* **WHAT THE TASK ASKS**:
From the records below, select and copy every line that contains the word "gray". Matching is case-sensitive.

═══ DATASET CONTENT ═══

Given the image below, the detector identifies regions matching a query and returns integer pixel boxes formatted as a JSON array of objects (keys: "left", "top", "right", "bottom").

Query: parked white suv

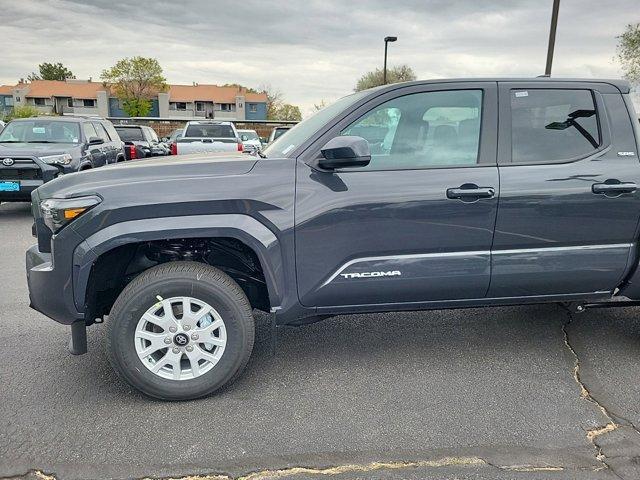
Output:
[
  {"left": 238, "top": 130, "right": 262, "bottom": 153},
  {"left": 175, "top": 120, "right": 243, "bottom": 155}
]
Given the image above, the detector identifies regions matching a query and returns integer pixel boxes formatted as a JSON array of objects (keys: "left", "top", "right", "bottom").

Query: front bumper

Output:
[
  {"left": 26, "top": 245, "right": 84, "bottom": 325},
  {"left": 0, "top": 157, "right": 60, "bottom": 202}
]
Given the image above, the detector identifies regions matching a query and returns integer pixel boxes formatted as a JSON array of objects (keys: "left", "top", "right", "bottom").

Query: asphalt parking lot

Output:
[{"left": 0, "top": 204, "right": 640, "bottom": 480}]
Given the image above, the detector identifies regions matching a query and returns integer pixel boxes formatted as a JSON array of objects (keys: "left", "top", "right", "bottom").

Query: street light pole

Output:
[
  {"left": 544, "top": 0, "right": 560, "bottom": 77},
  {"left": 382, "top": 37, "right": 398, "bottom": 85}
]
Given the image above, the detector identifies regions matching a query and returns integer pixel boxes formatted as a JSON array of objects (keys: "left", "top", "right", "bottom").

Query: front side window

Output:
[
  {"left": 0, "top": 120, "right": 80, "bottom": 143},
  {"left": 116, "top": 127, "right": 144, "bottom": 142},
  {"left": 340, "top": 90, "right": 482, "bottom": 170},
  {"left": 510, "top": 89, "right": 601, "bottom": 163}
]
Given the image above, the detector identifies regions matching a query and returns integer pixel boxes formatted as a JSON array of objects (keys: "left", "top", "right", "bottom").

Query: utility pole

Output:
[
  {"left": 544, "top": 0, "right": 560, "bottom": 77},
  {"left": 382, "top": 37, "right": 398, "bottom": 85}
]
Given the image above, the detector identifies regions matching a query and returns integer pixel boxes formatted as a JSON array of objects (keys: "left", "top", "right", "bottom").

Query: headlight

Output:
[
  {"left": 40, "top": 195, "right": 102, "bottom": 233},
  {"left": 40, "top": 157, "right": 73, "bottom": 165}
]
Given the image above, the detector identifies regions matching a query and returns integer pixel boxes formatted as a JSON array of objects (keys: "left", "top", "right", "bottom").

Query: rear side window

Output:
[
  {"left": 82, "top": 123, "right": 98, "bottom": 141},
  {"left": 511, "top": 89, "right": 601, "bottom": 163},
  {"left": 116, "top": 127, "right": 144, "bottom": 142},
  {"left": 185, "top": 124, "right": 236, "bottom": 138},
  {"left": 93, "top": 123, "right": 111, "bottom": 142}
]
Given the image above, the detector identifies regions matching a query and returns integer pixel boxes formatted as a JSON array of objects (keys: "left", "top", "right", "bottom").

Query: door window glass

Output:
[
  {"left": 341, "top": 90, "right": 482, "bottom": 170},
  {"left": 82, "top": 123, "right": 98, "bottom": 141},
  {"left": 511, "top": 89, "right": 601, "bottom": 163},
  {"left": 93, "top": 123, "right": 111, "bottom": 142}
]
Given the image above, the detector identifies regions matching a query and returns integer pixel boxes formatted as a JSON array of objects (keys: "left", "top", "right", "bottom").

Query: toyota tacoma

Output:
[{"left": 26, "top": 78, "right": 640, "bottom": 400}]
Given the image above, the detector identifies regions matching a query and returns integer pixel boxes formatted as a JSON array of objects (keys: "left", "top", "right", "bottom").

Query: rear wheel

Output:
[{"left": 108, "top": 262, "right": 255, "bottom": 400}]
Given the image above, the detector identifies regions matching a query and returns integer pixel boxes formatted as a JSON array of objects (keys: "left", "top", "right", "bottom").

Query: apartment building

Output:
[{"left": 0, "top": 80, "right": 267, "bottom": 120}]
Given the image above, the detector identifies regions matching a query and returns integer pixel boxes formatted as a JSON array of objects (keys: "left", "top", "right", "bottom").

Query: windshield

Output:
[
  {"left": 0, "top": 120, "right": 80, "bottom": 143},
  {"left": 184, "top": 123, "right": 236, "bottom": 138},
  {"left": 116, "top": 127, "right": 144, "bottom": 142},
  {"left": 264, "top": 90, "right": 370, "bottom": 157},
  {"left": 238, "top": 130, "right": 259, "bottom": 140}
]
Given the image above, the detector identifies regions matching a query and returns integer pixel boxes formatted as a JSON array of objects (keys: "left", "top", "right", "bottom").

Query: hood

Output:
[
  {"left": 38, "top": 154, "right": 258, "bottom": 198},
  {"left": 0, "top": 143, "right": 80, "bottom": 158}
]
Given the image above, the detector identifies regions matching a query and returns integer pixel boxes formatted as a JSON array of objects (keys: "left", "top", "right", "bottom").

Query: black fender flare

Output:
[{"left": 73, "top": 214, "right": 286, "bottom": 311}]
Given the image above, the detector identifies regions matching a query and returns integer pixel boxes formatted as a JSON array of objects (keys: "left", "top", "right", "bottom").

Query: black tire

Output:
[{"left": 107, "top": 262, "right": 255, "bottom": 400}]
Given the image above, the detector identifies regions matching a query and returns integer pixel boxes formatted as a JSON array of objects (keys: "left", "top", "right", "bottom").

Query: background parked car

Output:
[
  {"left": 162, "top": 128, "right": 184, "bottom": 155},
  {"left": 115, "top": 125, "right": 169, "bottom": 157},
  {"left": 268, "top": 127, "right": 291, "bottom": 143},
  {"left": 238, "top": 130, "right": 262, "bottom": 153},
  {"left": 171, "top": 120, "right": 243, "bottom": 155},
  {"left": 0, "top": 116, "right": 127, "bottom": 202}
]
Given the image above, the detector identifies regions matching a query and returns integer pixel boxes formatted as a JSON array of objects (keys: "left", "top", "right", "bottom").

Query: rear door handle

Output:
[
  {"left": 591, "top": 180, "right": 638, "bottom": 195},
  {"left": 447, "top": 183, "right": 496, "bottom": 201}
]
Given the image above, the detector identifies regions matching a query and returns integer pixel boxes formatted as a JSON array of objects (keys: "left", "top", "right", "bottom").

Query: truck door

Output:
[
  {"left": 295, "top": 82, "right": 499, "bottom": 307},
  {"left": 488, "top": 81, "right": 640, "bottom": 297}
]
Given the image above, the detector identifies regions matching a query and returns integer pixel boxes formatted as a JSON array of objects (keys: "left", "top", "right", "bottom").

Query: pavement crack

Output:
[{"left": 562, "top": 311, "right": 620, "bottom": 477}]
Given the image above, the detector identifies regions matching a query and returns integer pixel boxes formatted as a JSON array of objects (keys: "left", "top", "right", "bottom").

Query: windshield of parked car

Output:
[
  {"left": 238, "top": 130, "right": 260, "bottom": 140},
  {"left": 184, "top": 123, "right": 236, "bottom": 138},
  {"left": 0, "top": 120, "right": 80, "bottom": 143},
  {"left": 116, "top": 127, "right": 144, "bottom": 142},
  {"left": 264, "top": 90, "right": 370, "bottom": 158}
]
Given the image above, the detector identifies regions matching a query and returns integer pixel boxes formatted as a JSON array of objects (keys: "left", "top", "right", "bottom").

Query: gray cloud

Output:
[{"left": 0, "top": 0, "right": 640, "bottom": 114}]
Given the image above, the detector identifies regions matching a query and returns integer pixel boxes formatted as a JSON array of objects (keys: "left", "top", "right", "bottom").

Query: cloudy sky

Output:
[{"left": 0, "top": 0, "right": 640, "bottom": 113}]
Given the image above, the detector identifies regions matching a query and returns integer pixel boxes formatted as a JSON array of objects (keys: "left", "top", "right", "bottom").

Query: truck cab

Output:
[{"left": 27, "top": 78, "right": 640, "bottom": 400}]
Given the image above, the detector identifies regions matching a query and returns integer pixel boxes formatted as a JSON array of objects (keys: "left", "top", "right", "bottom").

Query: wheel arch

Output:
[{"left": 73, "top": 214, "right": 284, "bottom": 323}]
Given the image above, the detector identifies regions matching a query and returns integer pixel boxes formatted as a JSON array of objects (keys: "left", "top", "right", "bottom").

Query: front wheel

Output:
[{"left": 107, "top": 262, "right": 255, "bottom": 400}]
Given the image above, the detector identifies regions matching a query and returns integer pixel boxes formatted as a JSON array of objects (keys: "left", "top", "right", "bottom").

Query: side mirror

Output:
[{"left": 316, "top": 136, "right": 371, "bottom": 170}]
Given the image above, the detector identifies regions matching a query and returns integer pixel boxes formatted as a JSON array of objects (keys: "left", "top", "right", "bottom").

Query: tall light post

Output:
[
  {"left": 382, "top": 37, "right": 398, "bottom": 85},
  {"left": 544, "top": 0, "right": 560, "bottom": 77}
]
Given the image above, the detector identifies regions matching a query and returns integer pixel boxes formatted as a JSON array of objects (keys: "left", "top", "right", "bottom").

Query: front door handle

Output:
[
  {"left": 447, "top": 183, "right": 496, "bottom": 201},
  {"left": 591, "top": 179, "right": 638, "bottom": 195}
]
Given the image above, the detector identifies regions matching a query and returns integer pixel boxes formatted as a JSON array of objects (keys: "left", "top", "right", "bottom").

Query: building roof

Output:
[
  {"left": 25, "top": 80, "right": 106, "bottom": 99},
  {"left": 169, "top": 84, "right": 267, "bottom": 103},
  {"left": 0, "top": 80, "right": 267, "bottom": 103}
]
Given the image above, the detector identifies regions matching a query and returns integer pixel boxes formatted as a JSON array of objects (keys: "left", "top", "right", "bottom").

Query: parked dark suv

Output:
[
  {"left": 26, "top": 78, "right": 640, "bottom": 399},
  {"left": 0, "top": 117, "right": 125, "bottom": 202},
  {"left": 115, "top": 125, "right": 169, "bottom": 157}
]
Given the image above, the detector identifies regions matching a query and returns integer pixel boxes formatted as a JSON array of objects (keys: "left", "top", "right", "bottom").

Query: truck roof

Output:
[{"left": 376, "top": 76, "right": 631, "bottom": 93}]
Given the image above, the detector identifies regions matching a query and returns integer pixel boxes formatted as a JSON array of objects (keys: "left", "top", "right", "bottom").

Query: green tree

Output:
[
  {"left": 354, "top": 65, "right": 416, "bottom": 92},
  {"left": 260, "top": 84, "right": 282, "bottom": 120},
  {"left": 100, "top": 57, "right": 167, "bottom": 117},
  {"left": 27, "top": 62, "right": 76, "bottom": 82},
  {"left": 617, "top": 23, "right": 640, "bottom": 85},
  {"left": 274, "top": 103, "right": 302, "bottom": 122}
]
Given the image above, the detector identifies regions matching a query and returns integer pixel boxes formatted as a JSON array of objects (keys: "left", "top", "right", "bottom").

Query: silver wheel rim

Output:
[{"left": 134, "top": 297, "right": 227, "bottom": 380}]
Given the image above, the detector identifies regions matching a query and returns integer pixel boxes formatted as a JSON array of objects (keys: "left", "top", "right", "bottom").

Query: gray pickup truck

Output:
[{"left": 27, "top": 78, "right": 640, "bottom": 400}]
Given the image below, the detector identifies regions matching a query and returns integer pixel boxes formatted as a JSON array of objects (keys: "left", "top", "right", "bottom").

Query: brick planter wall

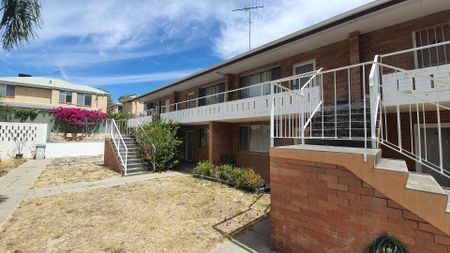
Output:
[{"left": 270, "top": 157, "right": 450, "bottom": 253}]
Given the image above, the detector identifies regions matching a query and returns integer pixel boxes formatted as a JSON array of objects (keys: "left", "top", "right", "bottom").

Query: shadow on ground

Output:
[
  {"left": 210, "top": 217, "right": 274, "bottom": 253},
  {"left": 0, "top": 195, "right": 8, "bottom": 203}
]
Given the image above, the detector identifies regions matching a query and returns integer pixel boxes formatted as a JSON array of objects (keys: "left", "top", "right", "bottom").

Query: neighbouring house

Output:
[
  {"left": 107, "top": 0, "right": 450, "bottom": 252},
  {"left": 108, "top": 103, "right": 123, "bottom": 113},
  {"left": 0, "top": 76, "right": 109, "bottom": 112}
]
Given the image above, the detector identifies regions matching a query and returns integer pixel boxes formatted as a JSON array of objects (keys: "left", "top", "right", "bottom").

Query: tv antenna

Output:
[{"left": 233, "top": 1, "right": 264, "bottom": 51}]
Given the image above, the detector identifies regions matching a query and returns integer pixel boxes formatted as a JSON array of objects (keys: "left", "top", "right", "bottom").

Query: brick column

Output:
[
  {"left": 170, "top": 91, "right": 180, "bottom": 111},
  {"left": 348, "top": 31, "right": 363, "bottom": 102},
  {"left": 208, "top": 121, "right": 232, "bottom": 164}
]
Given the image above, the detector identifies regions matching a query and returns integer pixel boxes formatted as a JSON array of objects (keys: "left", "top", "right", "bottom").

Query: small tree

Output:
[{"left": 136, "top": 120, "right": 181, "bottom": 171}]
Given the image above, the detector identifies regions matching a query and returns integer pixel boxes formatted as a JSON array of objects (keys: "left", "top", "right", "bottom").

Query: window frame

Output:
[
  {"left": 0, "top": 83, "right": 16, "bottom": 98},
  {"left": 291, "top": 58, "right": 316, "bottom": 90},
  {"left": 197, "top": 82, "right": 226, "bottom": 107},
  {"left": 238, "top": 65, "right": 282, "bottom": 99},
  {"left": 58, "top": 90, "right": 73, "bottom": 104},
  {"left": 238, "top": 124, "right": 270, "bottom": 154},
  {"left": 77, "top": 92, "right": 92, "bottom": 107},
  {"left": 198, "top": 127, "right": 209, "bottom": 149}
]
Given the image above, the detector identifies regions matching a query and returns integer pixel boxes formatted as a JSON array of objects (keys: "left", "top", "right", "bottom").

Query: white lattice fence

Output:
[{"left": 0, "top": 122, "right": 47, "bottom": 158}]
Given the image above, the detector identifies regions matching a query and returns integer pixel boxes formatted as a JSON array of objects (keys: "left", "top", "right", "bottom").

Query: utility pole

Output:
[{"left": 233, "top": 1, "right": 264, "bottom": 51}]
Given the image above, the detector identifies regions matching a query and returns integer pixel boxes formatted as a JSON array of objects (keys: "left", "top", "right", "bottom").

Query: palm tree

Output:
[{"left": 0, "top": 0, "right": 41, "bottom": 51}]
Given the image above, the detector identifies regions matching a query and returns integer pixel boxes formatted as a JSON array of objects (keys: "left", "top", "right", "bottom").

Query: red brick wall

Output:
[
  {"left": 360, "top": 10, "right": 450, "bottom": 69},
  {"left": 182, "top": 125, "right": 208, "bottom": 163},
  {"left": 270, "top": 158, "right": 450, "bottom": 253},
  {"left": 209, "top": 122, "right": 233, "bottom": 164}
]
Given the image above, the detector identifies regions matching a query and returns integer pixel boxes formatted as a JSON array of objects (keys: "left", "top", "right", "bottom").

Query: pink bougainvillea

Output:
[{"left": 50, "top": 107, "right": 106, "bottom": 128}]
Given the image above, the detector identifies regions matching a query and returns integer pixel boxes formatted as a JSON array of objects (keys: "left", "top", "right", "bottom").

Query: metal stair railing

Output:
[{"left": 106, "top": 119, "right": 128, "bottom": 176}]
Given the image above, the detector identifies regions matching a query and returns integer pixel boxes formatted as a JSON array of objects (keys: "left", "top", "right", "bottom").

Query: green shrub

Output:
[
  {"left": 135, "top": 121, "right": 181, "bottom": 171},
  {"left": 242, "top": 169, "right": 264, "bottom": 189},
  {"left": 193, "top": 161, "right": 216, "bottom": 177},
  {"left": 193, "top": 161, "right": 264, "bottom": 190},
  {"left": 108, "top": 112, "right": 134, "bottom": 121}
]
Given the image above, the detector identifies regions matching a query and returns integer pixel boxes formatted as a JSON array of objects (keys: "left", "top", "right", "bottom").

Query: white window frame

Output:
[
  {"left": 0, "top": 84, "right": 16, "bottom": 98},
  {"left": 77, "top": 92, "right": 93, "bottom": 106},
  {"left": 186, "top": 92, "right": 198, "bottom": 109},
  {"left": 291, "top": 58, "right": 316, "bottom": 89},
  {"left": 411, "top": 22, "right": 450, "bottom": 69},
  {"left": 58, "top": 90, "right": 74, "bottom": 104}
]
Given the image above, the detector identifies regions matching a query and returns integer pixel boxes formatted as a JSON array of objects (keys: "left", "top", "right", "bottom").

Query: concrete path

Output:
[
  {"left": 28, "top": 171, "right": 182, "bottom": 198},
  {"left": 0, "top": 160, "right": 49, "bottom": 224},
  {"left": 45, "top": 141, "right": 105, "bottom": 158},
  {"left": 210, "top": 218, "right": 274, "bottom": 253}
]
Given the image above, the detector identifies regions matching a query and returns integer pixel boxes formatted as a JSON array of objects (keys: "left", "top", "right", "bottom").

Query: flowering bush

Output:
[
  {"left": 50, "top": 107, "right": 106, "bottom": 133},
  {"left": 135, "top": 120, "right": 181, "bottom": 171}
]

═══

* **THE ANSWER**:
Query: gray cloud
Query: gray pickup truck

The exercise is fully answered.